> [COMPLETA QUANTO SEGUE]
1. Nel brano sulla lettera del Movimento 5 Stelle al presidente del Consiglio, perché i firmatari chiedono al Governo di dettar legge al posto loro? Spiegalo in una o due frasi.
2. Prosegui il brano sulla lettera del Movimento 5 Stelle al presidente del Consiglio dal punto in cui si interrompe, mantenendone tono e stile.

Che sia questa («non siamo pagliacci») l'ennesima menzogna posta a coronare le altre che farciscono le nove pagine del documento-nocumento presentato ieri dal capopartito al presidente del Consiglio dei ministri?

Lo vedremo presto in aula, dove il governo chiederà questo pomeriggio che la fiducia a suo tempo accordata gli sia confermata o revocata. E non c'è nulla che un fannullista terrapiattista tema maggiormente dell'esser chiamato ad esprimere un o un no, piuttosto che un forse, un vedremo, un chissà, un purché, un sì-ma o un no-però.

Ma diamo una scorsa alle nove pagine di inutile deforestazione con le quali i morituri pretenderebbero ancora una volta di dettar legge, incaricandone nientepopodimenoché il Governo, non avendo i numeri per farlo da sé nel luogo istituzionalmente a ciò preposto. Ossia le aule parlamentari.

Scritto in forma di lettera aperta, il documento intende esprimere «la condizione di profondo disagio politico che la Comunità del Movimento 5 Stelle sta vivendo». Quasi spettasse al Governo consolarla dai recenti schiaffi, schiaffetti e schiaffoni. 

Segue un lungo pippone che illustra le non solidissime basi ideologiche del movimento (all'indietro): dalla biodiversità alla lotta ai «privilegiati», termine con cui si designa la grande maggioranza delle persone normali, quelle che vivono del proprio lavoro e non di elemosine di cittadinanza.  

Quindi la prima lagna: abbiamo deciso di «non volgere le spalle al Paese» (il che non ha impedito al Paese di volgerle a loro), ma abbiamo subìto dalle altre forze politiche «attacchi pregiudiziali, mancanze di rispetto [...] invettive». Bimbi bullizzati che chiedono aiuto a papà Governo, che tuttavia poco ha a che fare coi dispetti che i bimbi-partiti vicendevolmente si fanno. E ancora: «C’è stata spesso indifferenza rispetto alle nostre legittime richieste»: confondendo le richieste con le delibere, le domande con le risposte, i desideri con la realtà.

> [DATI DI PARTENZA]
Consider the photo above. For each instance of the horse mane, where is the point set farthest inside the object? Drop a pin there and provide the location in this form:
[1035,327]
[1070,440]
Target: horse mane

> [ELENCO RISPOSTE]
1. Secondo il brano, i firmatari non hanno i numeri per farlo da sé nelle aule parlamentari, il luogo istituzionalmente preposto. Per questo pretendono di dettar legge incaricandone il Governo.

2.
Segue il consueto tragico dipinto dell'Italia: sessanta milioni di indigenti costretti a saltare pranzo e cena per pagare tasse e bollette, e non invece accalcati in spiaggia, in coda in autostrada e in fila al ristorante, a spender quei soldi che il governo dovrebbe «ristorare». 

Dopo un ulteriore sermone dedicato alla «difesa e alla valorizzazione degli equilibri degli eco-sistemi» (?) il capopartito esprime la ben nota concezione di democrazia cara ai cinque stelle: non il governo della maggioranza, ma il mantenimento a spese dello Stato (il «sostegno») di qualsiasi minoranza. Per ultimo si acconcia ad accettare il fatto che l'Italia stia nella NATO, purché non sia «allineata» alla NATO (alleati sì-ma-però).

Terminata la narrazione di quel che un cinquestelle pensa la notte, ha inizio la lista della spesa, in nove punti.

1) Il reddito di cittadinanza non si tocca, anzi.

2) Va istituito in Italia il salario minimo.

3) Lotta al precariato, con incentivi a chi assume a tempo determinato.

4) Soldi per tutti, con riduzione di tasse e imposte e con pubbliche elargizioni a famiglie e imprese. Natale tutto l'anno.

5) Più investimenti nelle cosiddette energie rinnovabili. 

6) Superbonus 110% per sempre.

7) Cashback forever.

8) Condono fiscale. Traduzione dal cinquestellico «Definizione agevolata dei debiti iscritti a ruolo presso l'Agente per la Riscossione». 

9) Più controlli parlamentari sulle deleghe al Governo.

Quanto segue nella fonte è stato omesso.